BRANO:
_ _ _ _
Le teorie di Cesare Lombroso categorizzavano gli italiani del Sud come dei primitivi con una predisposizione alla violenza. Ancora oggi le sue teorie gettano un’ombra oscura sul vivere civile italiano. Un museo dedicato alle sue ricerche, che espone teschi e altri resti degli italiani del sud, molti dei quali vittime della guerra di unificazione dell’Italia, è stato aperto nel 2009. Ora il parlamento italiano e la società civile si stanno attivando per far chiudere il museo e per dare una degna sepoltura ai resti.

Centinaia di teschi mi fissano con le loro orbite nere e vuote. Sono disposti in file e siedono ordinatamente su scaffali di legno protetti da ante di vetro. Sono vecchi, ma non antichi: hanno circa centoventi anni. Appartengono a persone vissute nell’Italia del 19° secolo. Molti mostrano la dentatura guasta tipica della povera gente e dei contadini. Riesco ad indovinare la loro età perché le superfici di questi crani sono lisce e spesso di colore giallo pallido. Sono crani meticolosamente preparati per l’esposizione tramite bollitura, raschiatura e lucidatura. Sulle file superiori ci sono circa un centinaio di maschere mortuarie, rappresentazioni realistiche in cera colorata di teste di uomini e donne, con capelli impiantati, di tutte le età. Sotto ognuna c’è un’etichetta: ladro, assassino, falsario, bandito, prostituta, ecc. Ci sono quasi settecento teschi, accompagnati da quasi duecento cervelli che galleggiano in grandi vasi di vetro. Alcuni di questi materiali sono stati raccolti come trofei di guerra, altri raccolti durante le autopsie, altri ancora rubati nei cimiteri.
_ _ _ _
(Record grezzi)
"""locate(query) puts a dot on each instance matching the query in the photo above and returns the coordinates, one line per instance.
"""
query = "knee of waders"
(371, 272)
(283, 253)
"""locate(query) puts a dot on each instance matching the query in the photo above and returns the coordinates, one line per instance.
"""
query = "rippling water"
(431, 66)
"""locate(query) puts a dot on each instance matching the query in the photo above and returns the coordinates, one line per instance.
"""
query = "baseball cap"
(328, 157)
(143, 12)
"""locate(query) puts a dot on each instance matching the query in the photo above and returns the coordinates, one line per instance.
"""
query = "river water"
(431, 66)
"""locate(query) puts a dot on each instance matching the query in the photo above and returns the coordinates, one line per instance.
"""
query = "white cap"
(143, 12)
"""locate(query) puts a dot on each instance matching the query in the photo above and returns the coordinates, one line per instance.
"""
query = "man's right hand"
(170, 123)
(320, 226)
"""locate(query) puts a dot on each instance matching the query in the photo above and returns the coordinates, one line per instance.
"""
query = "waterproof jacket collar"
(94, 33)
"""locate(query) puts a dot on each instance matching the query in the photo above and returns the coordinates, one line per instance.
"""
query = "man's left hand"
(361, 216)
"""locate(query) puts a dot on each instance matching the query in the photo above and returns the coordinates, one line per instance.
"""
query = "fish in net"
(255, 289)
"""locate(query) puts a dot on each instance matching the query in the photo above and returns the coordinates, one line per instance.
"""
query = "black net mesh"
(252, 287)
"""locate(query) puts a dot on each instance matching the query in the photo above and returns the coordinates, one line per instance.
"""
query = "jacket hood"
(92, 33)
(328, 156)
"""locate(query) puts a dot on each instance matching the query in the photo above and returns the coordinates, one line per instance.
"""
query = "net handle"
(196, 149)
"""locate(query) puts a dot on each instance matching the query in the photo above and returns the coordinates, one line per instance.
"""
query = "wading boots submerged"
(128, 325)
_ _ _ _
COMPITI DA SVOLGERE:
a – Per favore, elenca le etichette che il brano su Lombroso indica sotto le maschere mortuarie.
b – Riporta dal brano su Lombroso il passo da "Le teorie di" fino a "sepoltura ai resti." compreso.

RISPOSTE AI COMPITI:
a – ladro, assassino, falsario, bandito, prostituta

b –
Le teorie di Cesare Lombroso categorizzavano gli italiani del Sud come dei primitivi con una predisposizione alla violenza. Ancora oggi le sue teorie gettano un’ombra oscura sul vivere civile italiano. Un museo dedicato alle sue ricerche, che espone teschi e altri resti degli italiani del sud, molti dei quali vittime della guerra di unificazione dell’Italia, è stato aperto nel 2009. Ora il parlamento italiano e la società civile si stanno attivando per far chiudere il museo e per dare una degna sepoltura ai resti.